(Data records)
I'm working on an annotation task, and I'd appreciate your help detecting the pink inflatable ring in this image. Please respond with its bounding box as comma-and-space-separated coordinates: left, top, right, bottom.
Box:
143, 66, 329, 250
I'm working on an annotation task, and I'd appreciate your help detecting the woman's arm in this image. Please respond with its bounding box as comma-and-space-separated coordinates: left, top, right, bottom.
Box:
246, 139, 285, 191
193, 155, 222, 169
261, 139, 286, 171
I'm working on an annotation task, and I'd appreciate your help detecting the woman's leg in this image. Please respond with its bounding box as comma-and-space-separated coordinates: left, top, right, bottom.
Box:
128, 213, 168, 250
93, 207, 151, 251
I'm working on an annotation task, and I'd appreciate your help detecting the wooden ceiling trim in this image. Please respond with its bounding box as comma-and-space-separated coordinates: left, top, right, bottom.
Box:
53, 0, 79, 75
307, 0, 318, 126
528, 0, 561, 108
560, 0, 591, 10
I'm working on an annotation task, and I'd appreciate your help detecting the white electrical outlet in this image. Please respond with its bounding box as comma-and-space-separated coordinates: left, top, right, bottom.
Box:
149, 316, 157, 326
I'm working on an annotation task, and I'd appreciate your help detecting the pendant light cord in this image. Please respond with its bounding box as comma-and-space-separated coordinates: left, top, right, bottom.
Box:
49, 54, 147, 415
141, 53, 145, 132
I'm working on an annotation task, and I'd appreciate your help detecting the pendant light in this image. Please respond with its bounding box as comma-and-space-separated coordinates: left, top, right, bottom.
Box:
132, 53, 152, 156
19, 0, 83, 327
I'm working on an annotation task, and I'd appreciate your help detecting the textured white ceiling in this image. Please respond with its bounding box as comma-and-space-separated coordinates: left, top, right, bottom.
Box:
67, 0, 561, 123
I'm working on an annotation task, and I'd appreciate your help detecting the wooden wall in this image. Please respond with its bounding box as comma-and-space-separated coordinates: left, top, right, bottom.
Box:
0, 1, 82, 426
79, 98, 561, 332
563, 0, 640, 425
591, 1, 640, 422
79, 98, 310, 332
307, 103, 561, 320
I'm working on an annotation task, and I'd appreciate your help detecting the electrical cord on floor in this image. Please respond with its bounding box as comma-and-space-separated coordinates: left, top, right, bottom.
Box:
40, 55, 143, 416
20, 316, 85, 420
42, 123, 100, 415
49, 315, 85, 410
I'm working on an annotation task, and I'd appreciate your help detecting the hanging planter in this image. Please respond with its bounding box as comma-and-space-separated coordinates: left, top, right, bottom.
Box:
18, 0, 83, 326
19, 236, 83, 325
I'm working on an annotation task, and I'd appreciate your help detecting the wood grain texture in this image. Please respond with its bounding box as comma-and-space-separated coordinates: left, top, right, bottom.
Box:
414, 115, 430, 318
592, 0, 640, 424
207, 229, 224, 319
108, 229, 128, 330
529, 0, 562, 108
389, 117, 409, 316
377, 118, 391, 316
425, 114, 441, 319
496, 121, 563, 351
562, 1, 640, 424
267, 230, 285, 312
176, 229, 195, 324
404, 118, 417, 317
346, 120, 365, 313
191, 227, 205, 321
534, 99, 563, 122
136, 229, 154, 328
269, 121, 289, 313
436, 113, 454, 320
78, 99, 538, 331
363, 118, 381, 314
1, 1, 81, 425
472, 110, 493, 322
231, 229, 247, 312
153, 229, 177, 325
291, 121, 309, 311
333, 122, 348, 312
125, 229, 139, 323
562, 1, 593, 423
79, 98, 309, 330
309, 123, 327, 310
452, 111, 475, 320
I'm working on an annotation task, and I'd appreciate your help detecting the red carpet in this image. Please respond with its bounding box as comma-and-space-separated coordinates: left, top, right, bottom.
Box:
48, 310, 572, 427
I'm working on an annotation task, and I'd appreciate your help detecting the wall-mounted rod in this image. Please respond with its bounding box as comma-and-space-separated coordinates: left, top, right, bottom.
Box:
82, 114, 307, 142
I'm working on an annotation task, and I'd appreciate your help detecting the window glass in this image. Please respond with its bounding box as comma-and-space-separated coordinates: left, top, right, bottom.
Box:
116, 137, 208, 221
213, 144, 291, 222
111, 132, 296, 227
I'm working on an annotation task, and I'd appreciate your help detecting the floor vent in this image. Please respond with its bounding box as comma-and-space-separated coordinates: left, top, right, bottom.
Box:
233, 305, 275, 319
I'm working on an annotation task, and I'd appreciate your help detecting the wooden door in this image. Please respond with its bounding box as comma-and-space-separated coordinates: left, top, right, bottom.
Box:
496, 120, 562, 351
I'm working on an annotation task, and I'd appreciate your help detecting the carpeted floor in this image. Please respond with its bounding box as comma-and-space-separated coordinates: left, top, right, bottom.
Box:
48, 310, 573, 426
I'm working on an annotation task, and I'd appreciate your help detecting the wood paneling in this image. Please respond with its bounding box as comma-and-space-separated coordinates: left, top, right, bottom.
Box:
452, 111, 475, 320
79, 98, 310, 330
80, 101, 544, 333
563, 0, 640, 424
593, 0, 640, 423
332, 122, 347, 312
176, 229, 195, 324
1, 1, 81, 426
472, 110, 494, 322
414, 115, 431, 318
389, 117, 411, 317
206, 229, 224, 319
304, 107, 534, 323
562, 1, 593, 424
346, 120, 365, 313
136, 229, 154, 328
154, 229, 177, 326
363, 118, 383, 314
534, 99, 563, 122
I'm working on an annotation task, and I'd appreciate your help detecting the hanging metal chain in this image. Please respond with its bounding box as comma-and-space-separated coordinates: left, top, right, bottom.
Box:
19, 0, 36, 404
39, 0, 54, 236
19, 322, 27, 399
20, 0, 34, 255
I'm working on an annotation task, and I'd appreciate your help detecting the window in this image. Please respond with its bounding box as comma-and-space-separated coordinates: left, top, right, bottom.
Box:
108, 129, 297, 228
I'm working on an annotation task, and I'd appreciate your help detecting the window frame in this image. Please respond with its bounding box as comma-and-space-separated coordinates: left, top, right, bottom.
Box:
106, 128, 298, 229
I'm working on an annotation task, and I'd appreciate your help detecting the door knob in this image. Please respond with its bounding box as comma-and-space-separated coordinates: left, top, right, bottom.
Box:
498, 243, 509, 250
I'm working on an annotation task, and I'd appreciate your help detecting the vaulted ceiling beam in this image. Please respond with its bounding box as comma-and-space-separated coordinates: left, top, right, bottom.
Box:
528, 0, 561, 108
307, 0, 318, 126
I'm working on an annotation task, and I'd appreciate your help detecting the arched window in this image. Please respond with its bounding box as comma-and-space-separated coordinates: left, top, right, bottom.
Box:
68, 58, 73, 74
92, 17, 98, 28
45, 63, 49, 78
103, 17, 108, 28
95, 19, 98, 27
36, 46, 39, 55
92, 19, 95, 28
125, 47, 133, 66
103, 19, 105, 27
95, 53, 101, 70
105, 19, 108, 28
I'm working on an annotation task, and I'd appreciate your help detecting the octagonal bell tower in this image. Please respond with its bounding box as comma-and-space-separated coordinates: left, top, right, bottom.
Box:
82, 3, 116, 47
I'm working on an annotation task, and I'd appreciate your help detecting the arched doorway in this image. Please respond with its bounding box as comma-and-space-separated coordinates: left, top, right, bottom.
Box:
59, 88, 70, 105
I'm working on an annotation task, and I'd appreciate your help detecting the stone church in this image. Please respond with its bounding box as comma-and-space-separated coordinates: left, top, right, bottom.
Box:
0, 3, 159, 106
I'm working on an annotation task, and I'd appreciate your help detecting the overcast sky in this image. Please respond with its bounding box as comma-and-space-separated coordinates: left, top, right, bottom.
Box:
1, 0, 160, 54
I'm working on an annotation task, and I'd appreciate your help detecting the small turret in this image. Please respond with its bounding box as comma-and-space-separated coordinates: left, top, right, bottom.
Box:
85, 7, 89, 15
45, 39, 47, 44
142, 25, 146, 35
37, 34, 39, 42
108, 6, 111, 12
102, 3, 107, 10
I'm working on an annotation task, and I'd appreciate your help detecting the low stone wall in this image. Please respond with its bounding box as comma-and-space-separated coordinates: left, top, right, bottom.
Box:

WHAT THE EXERCISE ASKS
Please return every line of the records above that contains the word "pendant".

EXERCISE RESULT
I'm working on an annotation task, and I'd appreciate your help detecting the pendant light cord in this image. Please respond with its bounding box as comma-and-space-separated coordinates: left, top, right, bottom.
I'm working on an annotation task, and I'd appreciate your help detecting the pendant light in this image. Please respond with its bounding box as comma-and-space-separated coordinates: left, top, right, bottom.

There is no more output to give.